Segment Start: Entries shown
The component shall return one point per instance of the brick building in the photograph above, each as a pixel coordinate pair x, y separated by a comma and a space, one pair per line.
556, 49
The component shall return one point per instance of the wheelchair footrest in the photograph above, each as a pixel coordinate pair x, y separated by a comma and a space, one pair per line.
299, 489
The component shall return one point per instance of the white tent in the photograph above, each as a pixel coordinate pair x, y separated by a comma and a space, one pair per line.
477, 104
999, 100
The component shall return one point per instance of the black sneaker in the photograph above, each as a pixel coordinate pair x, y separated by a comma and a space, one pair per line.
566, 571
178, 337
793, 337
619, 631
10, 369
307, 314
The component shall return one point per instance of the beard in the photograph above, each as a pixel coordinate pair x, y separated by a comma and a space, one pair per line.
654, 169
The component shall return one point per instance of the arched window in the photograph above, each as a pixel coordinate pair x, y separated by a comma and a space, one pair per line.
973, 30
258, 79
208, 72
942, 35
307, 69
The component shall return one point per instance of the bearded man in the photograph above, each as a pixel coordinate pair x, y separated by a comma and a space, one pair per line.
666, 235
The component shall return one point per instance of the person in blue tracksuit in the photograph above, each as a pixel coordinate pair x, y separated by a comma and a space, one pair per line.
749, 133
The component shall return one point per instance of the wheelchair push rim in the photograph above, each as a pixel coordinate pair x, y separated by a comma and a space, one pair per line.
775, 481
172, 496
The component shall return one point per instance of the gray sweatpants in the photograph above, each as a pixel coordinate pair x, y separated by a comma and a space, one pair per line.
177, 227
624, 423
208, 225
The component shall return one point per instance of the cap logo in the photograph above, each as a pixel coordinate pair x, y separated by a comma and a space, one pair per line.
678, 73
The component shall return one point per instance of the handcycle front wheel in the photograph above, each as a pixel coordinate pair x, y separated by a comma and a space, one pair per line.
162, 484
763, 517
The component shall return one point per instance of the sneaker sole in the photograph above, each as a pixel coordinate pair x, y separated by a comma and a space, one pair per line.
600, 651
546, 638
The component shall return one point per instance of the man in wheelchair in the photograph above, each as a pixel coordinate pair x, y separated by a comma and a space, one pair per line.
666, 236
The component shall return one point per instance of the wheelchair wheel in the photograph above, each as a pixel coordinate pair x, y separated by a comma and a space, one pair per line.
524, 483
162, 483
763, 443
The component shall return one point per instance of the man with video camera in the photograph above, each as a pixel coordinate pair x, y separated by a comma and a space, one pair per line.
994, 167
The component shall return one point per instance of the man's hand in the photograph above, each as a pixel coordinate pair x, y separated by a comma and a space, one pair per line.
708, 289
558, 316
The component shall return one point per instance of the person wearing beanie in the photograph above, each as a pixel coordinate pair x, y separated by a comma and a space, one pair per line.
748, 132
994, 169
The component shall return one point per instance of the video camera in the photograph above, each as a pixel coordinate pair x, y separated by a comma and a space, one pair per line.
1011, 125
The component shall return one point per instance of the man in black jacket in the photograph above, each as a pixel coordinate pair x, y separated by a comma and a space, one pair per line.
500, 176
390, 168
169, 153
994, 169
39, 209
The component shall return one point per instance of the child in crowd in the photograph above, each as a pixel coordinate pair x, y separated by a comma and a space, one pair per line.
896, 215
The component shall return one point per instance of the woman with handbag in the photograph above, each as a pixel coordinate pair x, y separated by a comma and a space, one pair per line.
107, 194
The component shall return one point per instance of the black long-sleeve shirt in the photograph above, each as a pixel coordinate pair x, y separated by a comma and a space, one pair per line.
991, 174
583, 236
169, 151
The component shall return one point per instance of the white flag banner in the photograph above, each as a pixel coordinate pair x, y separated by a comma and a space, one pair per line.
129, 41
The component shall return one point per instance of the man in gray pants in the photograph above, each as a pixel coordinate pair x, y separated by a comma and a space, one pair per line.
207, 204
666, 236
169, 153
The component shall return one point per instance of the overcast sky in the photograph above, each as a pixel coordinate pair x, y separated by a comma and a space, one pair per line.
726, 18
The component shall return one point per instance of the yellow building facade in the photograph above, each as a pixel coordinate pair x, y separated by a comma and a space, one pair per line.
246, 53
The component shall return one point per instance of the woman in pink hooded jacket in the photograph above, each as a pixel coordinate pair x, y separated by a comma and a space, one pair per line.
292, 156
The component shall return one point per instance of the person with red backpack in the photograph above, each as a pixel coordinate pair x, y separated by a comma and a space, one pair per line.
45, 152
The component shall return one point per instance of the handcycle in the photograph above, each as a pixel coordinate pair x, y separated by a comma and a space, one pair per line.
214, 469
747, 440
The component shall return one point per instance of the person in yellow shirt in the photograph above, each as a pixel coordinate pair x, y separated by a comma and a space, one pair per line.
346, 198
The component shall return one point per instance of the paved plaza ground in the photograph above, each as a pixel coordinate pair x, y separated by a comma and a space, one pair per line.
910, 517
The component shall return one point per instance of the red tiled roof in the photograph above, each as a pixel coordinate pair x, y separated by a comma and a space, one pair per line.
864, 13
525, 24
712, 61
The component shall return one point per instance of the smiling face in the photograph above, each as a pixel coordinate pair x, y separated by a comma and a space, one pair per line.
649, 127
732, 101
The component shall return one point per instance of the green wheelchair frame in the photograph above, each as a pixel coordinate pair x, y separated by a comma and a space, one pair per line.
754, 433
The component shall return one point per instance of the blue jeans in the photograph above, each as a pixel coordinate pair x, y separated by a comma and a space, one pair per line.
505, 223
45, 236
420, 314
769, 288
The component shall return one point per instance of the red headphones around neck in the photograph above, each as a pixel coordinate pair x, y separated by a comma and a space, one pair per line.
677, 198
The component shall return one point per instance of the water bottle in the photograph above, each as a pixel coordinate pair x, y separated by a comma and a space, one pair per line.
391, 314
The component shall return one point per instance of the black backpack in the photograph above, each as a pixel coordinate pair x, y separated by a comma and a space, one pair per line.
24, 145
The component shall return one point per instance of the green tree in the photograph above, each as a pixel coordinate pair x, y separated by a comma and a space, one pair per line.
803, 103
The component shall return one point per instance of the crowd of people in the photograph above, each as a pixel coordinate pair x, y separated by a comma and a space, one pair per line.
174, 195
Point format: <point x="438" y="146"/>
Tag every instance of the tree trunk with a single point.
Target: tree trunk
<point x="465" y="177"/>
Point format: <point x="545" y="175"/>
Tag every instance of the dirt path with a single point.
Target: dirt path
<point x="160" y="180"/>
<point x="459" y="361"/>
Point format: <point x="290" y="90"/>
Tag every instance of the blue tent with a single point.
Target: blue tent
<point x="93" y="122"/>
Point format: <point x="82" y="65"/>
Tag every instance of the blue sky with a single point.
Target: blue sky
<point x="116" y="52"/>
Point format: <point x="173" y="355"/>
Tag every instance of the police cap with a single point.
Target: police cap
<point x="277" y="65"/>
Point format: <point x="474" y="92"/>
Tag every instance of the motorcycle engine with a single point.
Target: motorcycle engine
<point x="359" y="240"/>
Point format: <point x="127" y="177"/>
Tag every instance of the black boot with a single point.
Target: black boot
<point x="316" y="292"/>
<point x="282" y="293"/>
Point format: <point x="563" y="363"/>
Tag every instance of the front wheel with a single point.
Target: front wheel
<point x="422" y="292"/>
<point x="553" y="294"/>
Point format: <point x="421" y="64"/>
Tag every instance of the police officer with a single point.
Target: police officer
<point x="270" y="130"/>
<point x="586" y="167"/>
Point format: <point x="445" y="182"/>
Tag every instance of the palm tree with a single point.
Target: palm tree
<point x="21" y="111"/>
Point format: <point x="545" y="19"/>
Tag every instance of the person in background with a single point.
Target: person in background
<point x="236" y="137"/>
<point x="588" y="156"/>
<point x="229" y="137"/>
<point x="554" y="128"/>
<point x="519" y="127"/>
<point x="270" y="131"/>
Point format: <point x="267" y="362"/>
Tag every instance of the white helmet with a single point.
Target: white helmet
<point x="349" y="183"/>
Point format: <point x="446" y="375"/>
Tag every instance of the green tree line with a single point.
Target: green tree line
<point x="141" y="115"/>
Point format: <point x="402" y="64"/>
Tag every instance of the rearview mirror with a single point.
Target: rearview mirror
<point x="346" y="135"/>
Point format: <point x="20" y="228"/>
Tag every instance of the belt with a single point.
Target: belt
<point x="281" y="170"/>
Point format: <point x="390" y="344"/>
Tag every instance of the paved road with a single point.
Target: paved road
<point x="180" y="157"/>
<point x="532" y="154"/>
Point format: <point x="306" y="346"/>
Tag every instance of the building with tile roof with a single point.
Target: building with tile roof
Segment End: Entries shown
*Work required*. Once you find the line with "Tag every instance of the rearview" in the entries above, output it and each line after it up to and including the line with "Tag every instance of the paved", and nothing else.

*Output for this task*.
Tag every instance of the rearview mirror with a single point.
Target: rearview mirror
<point x="346" y="135"/>
Point format: <point x="20" y="228"/>
Tag every instance of the belt with a single point.
Target: belt
<point x="281" y="170"/>
Point format: <point x="390" y="344"/>
Tag every instance of the paved road with a single point.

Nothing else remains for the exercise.